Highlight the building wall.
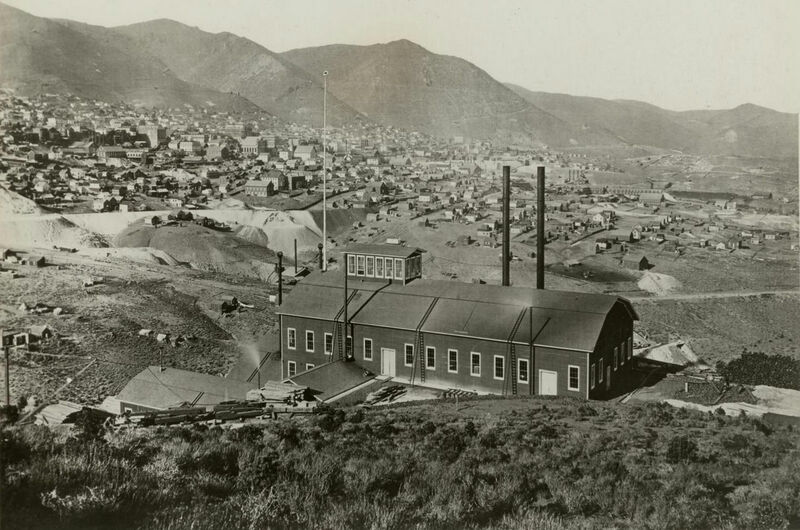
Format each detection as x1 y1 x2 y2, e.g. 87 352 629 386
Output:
423 333 530 395
589 303 633 399
281 315 339 378
532 346 589 398
281 303 633 399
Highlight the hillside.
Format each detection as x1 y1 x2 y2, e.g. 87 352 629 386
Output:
110 19 359 126
281 40 612 145
3 398 800 530
506 84 797 158
114 222 276 280
0 4 256 110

******

Goal »
Reproduce the listing above, swapping "Highlight" for "Outline" wherever it occurs and keeping everything else unchanged. Leave out the picture.

Finished exercise »
Outline the building wall.
Format each detection as x1 y1 x2 y2, e.g. 87 352 629 386
Output:
423 333 530 395
589 303 633 399
281 315 339 378
532 346 589 398
281 303 633 399
Outline the hillside.
Format each detection as x1 y1 x2 y2, e.g. 87 352 629 386
Output:
110 19 359 126
281 40 612 145
3 398 800 530
506 84 797 158
114 222 276 280
0 4 256 110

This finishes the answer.